## Requisitos do exercício
- 1) Responda, por favor, às perguntas sobre o texto acerca do exílio, marcando as respostas com as mesmas letras.
(a) A quem o texto atribui a frase "o corpo humano é a melhor imagem da alma humana"?
(b) Por que palavras a autora propõe substituir "árvore, terra, raiz"?
(c) O que é África "nesta história", segundo o texto?
- 2) Atualize o texto sobre o exílio: reescreva tudo desde "A migração pode" até "uma amputação espiritual.", trocando "estilete" por "bisturi".
- 3) Segundo o texto sobre o exílio, de que coisas a natureza e o colonialismo nos oferecem inúmeros exemplos? Enumere-as todas.

Djaimilia Pereira de Almeida
Onde queremos viver
Exílio contínuo
O que será que fica de nós num lugar quando o abandonamos?
25jan2024 • Atualizado em: 02ago2024 | Edição #78Em vez de desenraizar, tirar da terra, arrancar pela raiz — amputar. O exílio é uma disciplina de abandono e renascimento, de morte e ressurreição, questão de buscar a continuidade depois da fractura. O que será que fica de nós num lugar quando o abandonamos? Ludwig Wittgenstein escreveu que “o corpo humano é a melhor imagem da alma humana”. A que corpo se refere a sua afirmação? E a alma humana: quantas vezes pode morrer e renascer? A natureza e o colonialismo oferecem-nos inúmeros exemplos de transplantações, próteses, toda a espécie de sutura. Quantas árvores centenárias terão sido transportadas em navios a caminho dos jardins botânicos do Ocidente, mesmo que dentro de um envelope de sementes? Não é o mesmo com o nosso corpo e alma? Talvez tenhamos de começar por rever a ideia de que se nasce uma única vez e se morre uma única vez — a vida humana é plena de começos e conclusões provisórias, prefácios e finais encenados. Prévia ao remedeio, à sutura do golpe, porém, fixo-me no corte, e no que resta da alma e do corpo, uma vez cortados.
A migração pode ser a que vai de um a outro estágio da vida, de uma a outra fase
A pouco e pouco, encontro novas metáforas. Substituir árvore, terra, raiz por corpo, membros, corte. Se o ocidente dividiu África a estilete, o corte é um tropo flexível da dominação do homem pelo homem, a faca, uma metonímia da subjugação pela qual um território é alienado das suas fronteiras e anexado noutro. África é, nesta história, um pedaço de papel chamado mapa na mão de costureiras avarentas, mas este é apenas o começo da conversa. Referia-me, no começo, ao exílio enquanto corte, à afinidade entre a pertença ao lugar onde nascemos e a união que os tecidos e ossos do nosso corpo mantêm entre si, ao abandono da própria terra enquanto medida de uma amputação espiritual.
Será que, antes do exílio, houve um corpo inteiro, aquele que é sinalizado pela unidade simbólica entre o nosso interior e a pertença ao lugar onde nascemos, uma hipotética unidade prestes a ser arrasada na continuidade da vida?

(Entradas de dados guardadas)
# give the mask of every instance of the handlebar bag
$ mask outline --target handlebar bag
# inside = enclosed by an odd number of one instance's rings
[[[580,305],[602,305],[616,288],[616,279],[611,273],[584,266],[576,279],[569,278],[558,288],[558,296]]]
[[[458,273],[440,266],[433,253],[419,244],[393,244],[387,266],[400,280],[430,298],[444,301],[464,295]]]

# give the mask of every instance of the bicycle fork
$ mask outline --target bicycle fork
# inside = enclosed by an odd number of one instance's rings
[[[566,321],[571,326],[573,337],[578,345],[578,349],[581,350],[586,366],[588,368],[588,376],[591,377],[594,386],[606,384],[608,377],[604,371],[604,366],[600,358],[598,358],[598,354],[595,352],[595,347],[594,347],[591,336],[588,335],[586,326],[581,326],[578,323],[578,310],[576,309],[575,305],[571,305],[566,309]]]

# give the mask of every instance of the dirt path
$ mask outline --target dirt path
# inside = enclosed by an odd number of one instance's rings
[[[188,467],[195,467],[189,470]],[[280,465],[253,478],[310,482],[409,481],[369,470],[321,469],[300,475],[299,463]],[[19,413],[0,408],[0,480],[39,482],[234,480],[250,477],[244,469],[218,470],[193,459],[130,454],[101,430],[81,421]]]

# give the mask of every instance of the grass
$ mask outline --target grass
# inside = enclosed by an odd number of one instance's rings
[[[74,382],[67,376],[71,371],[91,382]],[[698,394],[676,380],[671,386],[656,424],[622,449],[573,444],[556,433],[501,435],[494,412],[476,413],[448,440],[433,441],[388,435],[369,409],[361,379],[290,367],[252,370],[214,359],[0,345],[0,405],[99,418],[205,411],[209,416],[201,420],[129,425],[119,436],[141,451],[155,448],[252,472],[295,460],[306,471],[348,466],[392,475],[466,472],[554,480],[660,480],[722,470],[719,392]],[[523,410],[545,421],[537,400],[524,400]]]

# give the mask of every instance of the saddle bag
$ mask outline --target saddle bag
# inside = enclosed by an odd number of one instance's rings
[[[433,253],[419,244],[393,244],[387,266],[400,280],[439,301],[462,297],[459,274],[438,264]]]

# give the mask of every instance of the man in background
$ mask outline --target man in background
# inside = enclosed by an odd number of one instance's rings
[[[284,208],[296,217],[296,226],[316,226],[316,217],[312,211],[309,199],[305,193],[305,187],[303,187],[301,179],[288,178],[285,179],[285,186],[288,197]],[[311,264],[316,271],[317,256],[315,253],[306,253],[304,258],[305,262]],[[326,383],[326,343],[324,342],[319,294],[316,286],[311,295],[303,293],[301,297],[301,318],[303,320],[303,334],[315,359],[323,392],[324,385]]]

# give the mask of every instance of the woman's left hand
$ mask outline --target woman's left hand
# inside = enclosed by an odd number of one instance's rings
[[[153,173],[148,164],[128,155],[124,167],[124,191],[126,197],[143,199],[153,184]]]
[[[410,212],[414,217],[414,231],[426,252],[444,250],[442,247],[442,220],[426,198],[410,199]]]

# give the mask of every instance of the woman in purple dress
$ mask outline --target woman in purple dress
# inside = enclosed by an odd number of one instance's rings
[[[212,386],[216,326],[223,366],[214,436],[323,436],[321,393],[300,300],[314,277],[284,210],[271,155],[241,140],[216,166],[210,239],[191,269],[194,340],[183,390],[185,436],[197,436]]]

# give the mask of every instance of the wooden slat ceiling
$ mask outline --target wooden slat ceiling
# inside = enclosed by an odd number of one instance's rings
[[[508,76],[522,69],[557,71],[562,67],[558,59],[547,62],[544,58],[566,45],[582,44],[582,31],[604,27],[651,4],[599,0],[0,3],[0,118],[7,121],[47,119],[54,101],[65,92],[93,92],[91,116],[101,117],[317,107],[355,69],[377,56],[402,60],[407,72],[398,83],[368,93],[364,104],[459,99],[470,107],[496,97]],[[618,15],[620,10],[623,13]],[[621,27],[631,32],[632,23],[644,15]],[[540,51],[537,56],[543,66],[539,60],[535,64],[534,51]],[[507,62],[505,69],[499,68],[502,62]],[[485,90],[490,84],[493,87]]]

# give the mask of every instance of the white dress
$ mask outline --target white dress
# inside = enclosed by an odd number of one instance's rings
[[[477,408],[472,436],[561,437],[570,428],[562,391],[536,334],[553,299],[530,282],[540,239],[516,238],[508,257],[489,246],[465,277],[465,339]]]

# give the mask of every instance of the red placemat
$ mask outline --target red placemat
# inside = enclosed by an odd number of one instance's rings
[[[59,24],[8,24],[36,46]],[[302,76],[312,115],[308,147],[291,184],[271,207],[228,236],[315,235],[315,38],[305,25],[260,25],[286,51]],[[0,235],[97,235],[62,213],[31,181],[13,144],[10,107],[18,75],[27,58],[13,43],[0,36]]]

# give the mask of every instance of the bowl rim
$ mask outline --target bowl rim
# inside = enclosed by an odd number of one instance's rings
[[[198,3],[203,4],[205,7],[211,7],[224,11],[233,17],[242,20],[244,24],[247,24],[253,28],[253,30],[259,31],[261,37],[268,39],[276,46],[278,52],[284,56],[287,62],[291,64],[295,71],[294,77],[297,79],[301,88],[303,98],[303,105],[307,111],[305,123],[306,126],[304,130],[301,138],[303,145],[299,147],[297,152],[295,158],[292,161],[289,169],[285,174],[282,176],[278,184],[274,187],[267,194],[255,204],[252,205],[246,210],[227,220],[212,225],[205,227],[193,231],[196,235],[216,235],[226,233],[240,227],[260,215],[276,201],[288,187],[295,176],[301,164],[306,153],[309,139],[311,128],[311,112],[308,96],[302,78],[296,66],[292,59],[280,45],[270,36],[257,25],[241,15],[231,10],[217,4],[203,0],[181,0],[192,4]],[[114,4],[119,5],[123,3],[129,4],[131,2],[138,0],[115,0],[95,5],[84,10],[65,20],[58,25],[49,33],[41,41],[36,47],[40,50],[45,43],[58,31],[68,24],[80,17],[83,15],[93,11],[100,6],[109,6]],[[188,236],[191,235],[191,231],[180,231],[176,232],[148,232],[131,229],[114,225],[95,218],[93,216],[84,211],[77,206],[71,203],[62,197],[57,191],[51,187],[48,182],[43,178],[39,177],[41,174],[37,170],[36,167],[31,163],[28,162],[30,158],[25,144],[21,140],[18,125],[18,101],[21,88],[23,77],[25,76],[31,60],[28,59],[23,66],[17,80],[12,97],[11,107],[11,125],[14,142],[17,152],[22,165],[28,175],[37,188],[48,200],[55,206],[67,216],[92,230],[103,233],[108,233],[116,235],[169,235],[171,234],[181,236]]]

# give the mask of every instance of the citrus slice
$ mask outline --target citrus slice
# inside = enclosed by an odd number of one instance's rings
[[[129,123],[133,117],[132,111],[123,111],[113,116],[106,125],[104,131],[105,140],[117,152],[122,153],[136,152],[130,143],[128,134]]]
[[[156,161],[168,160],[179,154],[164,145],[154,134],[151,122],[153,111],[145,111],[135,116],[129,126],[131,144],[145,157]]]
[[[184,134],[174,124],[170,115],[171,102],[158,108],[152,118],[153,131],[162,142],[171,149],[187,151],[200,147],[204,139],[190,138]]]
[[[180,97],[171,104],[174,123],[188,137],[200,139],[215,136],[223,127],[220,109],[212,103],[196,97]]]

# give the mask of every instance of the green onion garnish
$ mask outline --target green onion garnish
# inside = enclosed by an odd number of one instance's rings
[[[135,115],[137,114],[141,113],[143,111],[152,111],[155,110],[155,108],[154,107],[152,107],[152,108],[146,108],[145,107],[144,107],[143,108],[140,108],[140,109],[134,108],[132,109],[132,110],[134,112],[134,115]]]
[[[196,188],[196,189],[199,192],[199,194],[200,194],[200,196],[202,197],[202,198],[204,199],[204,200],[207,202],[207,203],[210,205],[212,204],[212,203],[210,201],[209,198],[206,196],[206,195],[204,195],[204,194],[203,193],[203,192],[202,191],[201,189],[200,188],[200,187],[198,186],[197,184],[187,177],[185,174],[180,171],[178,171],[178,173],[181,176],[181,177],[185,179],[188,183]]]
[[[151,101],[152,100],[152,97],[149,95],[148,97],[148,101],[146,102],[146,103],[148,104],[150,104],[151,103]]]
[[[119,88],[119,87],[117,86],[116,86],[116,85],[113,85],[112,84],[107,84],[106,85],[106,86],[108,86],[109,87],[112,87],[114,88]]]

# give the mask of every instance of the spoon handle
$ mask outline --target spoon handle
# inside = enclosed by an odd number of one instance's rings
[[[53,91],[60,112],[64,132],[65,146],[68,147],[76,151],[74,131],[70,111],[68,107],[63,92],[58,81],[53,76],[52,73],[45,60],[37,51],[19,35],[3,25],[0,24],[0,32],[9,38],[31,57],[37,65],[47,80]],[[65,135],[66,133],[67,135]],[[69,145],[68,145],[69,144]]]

## Respostas às tarefas
- 1)
(a) A Ludwig Wittgenstein.
(b) Por "corpo, membros, corte".
(c) Um pedaço de papel chamado mapa na mão de costureiras avarentas.

- 2)
A migração pode ser a que vai de um a outro estágio da vida, de uma a outra fase
A pouco e pouco, encontro novas metáforas. Substituir árvore, terra, raiz por corpo, membros, corte. Se o ocidente dividiu África a bisturi, o corte é um tropo flexível da dominação do homem pelo homem, a faca, uma metonímia da subjugação pela qual um território é alienado das suas fronteiras e anexado noutro. África é, nesta história, um pedaço de papel chamado mapa na mão de costureiras avarentas, mas este é apenas o começo da conversa. Referia-me, no começo, ao exílio enquanto corte, à afinidade entre a pertença ao lugar onde nascemos e a união que os tecidos e ossos do nosso corpo mantêm entre si, ao abandono da própria terra enquanto medida de uma amputação espiritual.

- 3) Transplantações; próteses; toda a espécie de sutura.